EXCERPTED PASSAGE:
Upon receipt of the source selection, the server 102 may send a metadata request message 220 to the selected external data sources 204, 206, 208. In this example, the external data sources 204, 206, 208 were selected by the user in the source GUI 322 shown in FIG. 3B. While the metadata request message 220 is shown as single message in FIG. 2, the request may be comprised of multiple messages and/or signals sent at different times or sent at a same time.
In response to the receiving the metadata request message 220, the external data sources 204, 206, 208 may send metadata 222 to the server 102. While the metadata 222 is shown in FIG. 2 as being sent at a same time by the external data sources 204, 206, 208, the external data sources 204, 206, 208 may send their respective metadata separately, at either different times or a same time.
The metadata 222 may indicate types of fields for data stored by the external data sources 204, 206, 208, and may also indicate a number of each of the fields. The metadata 222 may thereby describe the data stored by each of the external data sources 204, 206, 208.

RECORDED INFORMATION:
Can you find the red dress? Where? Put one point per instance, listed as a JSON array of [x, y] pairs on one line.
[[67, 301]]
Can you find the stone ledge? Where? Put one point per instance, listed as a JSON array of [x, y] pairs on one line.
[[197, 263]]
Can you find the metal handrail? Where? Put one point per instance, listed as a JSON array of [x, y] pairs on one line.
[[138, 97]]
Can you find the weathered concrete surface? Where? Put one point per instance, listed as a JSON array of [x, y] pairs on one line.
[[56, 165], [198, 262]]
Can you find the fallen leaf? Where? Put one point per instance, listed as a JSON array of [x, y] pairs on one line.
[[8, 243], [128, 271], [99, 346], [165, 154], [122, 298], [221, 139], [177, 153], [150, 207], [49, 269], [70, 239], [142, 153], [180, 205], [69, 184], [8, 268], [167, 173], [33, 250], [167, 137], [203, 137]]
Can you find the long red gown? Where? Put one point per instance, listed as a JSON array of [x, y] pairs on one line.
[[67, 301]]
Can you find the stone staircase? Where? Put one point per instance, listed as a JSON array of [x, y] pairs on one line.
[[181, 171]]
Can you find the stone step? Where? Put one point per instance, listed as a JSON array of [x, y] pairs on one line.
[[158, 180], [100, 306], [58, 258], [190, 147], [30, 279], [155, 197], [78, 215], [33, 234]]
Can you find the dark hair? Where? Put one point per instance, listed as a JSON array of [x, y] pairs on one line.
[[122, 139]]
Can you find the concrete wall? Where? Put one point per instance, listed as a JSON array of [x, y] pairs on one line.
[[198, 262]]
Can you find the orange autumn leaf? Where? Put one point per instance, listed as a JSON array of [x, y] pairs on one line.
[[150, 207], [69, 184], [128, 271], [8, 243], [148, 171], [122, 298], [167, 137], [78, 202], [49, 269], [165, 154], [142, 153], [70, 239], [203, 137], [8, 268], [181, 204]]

WRITTEN TASKS:
(1) In the metadata exchange passage, what two things may the metadata 222 indicate?
(2) List each numbered component that the metadata exchange passage mentions, together with its reference number.
(3) Write the next few sentences of the metadata exchange passage, picking up after its final sentence.
The material above comes from a source unrelated to the metadata exchange passage.

RESULTS OF THE TASKS:
(1) It may indicate the types of fields for data stored by the external data sources 204, 206, 208, and the number of each of the fields.

(2)
- Server 102
- Metadata request message 220
- External data sources 204, 206, 208
- Source GUI 322
- Metadata 222

(3)
Upon receipt of the metadata 222, the server 102 may map the metadata 222 to a common metadata model (224). The server 104 may, for example, map the field types indicated by the metadata 222 to predetermined field types which the server 102 is configured to process. Mapping the metadata 222 to the common metadata model (224) may facilitate consistency in presenting the field types of the data stored by the external data sources 204, 206, 208 to the user. In the following example, fifteen predetermined field types (“CONSTANTS”) are assigned integer values.


CONSTANTS:	BEGIN OF gc_cloud_data_type,

amount	TYPE ty_cloud_data_type	VALUE ‘1’,
quantity	TYPE ty_cloud_data_type	VALUE ‘2’,
month_id	TYPE ty_cloud_data_type	VALUE ‘3’,
quarter_id	TYPE ty_cloud_data_type	VALUE ‘4’,
week_id	TYPE ty_cloud_data_type	VALUE ‘5’,
year_id	TYPE ty_cloud_data_type	VALUE ‘6’,
year_month_id	TYPE ty_cloud_data_type	VALUE ‘7’,
year_quarter_id	TYPE ty_cloud_data_type	VALUE ‘8’,
year_week_id	TYPE ty_cloud_data_type	VALUE ‘9’,
date	TYPE ty_cloud_data_type	VALUE ‘10’,
currency	TYPE ty_cloud_data_type	VALUE ‘11’,
unit	TYPE ty_cloud_data_type	VALUE ‘12’,
integer	TYPE ty_cloud_data_type	VALUE ‘13’,
float	TYPE ty_cloud_data_type	VALUE ‘14’,
uuid	TYPE ty_cloud_data_type	VALUE ‘15’,
time	TYPE ty_cloud_data_type	VALUE ‘16’,

END OF gc_cloud_data_type.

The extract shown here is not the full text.